Start of EXERCISE PASSAGE

People with physical disabilities may need help with certain aspects of everyday life, which puts caretakers in a position of power over them. Someone might abuse this power by refusing a person with physical disability transportation. Another example of abuse is moving around important life objects so that a blind person can’t find them. An abuser might intentionally keep information from a deaf person so that she can’t get help. Since these kinds of abuse take advantage of certain disabilities, they are specific to survivors with disabilities. The above is also applicable for abuse towards elderly/sickly family members.

Furthermore, stereotypes can often affect how abuse is perpetrated and whether or not someone can seek help and be heard. For example, there are powerful stereotypes that people with intellectual disabilities should not be believed – that they lie or don’t know what they are talking about. This translates to abusers feeling as if they have more power to get away with abuse.
It also means that if a person with an intellectual disability tries to get help, they are unlikely to be believed. Historically, abusive treatment has been used to treat or manage people with disabilities in institutions and has been tragically used as medical treatment, which means that sometimes domestic violence not only goes unrecognized but is condoned.

For assistance you may call specialized organization Bridge of Hope 010-560-134. http://bridgeofhope.am/ which offers trainings on the specifics of certain disabilities and can refer individuals to disability homes and interpreters.


Barriers to Reporting Abuse for PWD and the elderly:


  • Survivors with difficulty communicating aren’t able to report the violence in a way that is understood by family or service providers.

End of EXERCISE PASSAGE
Start of DATASET CONTENT

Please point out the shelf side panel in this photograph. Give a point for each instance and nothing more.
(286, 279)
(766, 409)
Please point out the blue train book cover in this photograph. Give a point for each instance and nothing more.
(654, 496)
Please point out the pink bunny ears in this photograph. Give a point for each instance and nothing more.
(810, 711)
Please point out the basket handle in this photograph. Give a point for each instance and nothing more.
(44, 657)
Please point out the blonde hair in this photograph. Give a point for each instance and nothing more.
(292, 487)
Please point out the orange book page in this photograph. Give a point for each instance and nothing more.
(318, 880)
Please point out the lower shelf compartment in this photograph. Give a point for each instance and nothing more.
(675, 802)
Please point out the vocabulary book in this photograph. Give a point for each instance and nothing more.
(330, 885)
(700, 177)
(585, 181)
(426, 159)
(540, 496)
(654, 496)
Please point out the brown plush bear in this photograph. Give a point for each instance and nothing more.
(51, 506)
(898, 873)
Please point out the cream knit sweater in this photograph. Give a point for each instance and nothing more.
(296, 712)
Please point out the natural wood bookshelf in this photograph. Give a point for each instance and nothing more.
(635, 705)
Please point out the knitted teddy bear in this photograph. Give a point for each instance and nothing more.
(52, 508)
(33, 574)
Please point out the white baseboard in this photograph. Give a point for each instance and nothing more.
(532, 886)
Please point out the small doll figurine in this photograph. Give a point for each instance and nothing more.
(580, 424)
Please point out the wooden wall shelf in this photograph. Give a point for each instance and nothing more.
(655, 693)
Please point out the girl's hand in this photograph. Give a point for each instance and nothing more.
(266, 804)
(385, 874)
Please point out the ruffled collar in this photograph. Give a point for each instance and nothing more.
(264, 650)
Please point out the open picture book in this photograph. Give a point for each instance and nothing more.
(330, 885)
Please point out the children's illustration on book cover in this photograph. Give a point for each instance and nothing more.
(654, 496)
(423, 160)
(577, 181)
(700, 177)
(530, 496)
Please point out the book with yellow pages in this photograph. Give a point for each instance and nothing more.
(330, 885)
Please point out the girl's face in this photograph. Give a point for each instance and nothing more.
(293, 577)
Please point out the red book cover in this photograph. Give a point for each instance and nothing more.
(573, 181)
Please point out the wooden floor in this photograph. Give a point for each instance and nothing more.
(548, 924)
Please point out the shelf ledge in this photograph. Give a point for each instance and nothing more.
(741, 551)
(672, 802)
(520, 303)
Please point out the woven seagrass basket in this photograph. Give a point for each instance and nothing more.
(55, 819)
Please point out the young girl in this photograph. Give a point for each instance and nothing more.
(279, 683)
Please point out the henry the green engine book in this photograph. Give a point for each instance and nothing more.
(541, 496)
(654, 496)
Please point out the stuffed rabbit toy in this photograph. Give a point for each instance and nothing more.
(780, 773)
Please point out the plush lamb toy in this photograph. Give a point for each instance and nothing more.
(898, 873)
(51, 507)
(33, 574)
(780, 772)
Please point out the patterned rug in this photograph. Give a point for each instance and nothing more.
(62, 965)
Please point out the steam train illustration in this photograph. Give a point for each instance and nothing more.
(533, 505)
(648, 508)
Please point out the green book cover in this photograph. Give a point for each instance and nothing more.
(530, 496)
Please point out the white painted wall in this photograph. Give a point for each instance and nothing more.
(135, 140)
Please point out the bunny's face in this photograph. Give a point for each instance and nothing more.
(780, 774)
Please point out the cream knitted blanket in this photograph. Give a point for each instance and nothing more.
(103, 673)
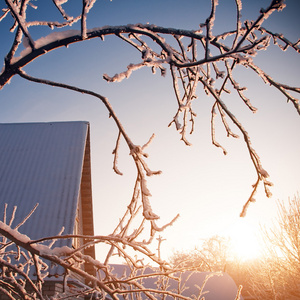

End of DATASET CONTENT

> EXERCISE DESCRIPTION
Rewrite the paragraph of the passage on abuse of people with disabilities that begins "People with physical disabilities may need help" as a short list, keeping its main facts. The lines have no connection to the passage on abuse of people with disabilities.

> EXERCISE OUTPUT
- People with physical disabilities may need help with everyday life, which gives caretakers power over them.
- Examples of abusing this power include refusing transportation to a person with a physical disability, moving important objects so a blind person can't find them, and intentionally keeping information from a deaf person so she can't get help.
- Because this abuse exploits particular disabilities, it is specific to survivors with disabilities.
- The same applies to abuse of elderly or sickly family members.